------ Exercise inputs ------

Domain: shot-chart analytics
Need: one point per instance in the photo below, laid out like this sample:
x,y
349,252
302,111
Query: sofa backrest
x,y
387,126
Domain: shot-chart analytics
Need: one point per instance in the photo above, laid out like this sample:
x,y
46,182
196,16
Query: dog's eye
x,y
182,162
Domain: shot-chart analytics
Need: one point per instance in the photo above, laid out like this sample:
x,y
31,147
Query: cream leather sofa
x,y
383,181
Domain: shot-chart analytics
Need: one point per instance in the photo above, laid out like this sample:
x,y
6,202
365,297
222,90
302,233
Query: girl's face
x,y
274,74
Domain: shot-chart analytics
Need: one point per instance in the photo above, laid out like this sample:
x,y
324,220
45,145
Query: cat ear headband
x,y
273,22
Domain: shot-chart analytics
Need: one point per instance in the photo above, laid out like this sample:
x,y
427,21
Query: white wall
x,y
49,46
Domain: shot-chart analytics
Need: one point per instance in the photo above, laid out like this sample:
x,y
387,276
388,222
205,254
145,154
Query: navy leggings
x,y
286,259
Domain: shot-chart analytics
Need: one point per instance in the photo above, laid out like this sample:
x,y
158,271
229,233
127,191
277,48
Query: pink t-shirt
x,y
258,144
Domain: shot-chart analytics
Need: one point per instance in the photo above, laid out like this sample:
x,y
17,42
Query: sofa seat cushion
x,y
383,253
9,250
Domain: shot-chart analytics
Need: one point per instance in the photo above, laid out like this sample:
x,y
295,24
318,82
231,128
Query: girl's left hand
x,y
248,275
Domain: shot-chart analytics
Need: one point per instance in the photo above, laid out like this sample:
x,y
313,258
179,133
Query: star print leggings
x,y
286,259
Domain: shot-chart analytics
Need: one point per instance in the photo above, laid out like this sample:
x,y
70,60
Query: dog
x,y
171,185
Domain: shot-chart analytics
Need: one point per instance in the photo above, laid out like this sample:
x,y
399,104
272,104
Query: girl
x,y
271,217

------

> **Instructions for the task**
Repeat the data exactly, with every line included.

> **Answer below**
Domain: shot-chart analytics
Need: one point per instance in the photo below, laid out like this sample:
x,y
349,252
302,111
Query: sofa backrest
x,y
387,126
Domain: shot-chart analytics
Need: one point per instance in the photo above, laid out like this sample:
x,y
46,182
196,16
Query: dog's eye
x,y
182,162
Domain: shot-chart analytics
Need: one point per instance in the photo above, laid out like this sample:
x,y
31,147
Query: cream leather sofa
x,y
383,181
Domain: shot-chart analytics
Need: one point per instance in the photo above, laid out like this sample:
x,y
6,202
365,297
222,90
302,233
Query: girl's face
x,y
274,74
Domain: shot-chart analytics
Need: one point per instance in the photo above, laid out like this sample:
x,y
324,220
45,145
Query: cat ear headband
x,y
273,22
Domain: shot-chart analytics
Need: one point per instance in the photo above, laid out like this sample:
x,y
427,21
Query: white wall
x,y
49,46
Domain: shot-chart analytics
Need: one point per instance in the photo above, laid out like this sample:
x,y
387,276
388,222
205,254
145,154
Query: navy leggings
x,y
286,259
Domain: shot-chart analytics
Need: one point per instance in the photo above, laid out like this sample:
x,y
158,271
229,233
127,191
277,48
Query: pink t-shirt
x,y
258,144
Domain: shot-chart analytics
Need: one point per instance in the photo above, laid out like this sample:
x,y
17,42
Query: sofa seat cushion
x,y
383,253
9,250
Domain: shot-chart analytics
Need: one point per instance in the photo above, laid out like this sample:
x,y
295,24
318,82
231,128
Query: girl's left hand
x,y
248,275
Domain: shot-chart analytics
Need: one point per instance in the photo above, laid out like this sample:
x,y
313,258
179,133
Query: star print leggings
x,y
286,259
Domain: shot-chart analytics
Need: one point per instance in the photo above, laid out like this sample:
x,y
70,60
Query: dog
x,y
171,185
Domain: shot-chart analytics
Need: one point per instance in the photo above, laid out like this sample:
x,y
399,104
272,104
Query: girl
x,y
271,217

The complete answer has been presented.